▶ Stored records:
--- --- ---

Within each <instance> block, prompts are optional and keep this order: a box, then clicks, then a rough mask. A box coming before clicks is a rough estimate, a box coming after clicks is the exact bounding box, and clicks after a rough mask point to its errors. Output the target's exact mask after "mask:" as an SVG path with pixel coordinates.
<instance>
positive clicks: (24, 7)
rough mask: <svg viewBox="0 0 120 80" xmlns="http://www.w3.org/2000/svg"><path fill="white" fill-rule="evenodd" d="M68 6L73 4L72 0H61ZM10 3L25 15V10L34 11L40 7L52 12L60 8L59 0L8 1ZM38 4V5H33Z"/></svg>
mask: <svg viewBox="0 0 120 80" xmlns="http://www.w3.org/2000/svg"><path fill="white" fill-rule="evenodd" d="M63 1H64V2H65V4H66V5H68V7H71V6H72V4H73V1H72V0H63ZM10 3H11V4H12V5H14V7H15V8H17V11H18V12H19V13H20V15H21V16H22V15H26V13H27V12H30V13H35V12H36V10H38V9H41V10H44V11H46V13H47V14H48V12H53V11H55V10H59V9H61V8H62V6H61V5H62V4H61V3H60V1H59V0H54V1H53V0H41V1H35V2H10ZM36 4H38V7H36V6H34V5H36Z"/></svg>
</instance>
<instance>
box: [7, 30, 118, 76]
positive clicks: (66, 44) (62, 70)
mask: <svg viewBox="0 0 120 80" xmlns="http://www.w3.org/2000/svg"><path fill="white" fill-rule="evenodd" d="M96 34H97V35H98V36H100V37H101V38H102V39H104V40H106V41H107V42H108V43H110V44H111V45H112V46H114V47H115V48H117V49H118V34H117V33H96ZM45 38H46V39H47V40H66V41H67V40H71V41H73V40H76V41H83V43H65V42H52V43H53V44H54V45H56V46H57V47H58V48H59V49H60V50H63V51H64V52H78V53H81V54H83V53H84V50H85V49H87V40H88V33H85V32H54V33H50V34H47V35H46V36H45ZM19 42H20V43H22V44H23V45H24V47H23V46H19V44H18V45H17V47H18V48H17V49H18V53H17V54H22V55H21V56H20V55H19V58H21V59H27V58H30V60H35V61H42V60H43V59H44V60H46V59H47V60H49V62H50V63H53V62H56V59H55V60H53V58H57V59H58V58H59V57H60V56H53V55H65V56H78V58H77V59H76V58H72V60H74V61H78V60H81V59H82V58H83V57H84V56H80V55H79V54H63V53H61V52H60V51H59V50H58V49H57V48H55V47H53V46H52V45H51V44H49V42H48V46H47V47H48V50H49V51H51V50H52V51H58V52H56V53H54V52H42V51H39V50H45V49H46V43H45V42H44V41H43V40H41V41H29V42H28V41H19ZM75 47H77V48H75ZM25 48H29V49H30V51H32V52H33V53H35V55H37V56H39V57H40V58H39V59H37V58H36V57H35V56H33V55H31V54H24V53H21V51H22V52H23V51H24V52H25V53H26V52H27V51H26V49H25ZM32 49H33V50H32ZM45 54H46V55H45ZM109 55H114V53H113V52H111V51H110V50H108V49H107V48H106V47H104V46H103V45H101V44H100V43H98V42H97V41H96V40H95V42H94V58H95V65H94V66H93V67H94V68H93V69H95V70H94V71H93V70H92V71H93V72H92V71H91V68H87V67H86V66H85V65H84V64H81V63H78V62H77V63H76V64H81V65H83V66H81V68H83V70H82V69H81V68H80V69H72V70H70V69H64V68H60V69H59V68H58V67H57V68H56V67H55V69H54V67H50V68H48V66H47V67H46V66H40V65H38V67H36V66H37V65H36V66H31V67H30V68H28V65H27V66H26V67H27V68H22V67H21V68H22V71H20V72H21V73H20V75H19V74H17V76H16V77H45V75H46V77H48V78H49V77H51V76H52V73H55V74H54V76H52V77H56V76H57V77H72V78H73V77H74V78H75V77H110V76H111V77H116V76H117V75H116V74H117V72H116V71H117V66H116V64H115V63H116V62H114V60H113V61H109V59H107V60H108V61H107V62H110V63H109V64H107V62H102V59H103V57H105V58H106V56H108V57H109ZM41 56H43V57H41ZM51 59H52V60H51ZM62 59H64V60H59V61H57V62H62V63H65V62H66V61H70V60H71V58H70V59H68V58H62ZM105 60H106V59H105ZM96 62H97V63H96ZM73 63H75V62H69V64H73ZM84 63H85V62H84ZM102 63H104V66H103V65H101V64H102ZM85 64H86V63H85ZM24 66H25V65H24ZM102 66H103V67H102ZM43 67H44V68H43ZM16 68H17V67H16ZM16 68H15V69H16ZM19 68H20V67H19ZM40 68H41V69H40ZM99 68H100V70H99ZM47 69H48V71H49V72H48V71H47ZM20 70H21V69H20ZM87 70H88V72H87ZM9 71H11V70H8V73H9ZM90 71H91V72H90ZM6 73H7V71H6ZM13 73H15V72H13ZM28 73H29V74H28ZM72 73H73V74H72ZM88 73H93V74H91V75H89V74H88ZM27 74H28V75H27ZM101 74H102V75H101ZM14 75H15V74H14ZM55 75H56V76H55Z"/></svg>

--- --- ---

▶ Task to complete: Every line holding the string "instance" should be copied here, so please find those lines in the data.

▶ Reply to the exercise:
Within each <instance> block, prompts are optional and keep this order: a box, then clicks, then a rough mask. A box coming before clicks is a rough estimate, a box coming after clicks is the exact bounding box, and clicks after a rough mask point to its errors. Output the target's exact mask after "mask:" as an SVG path with pixel coordinates.
<instance>
</instance>
<instance>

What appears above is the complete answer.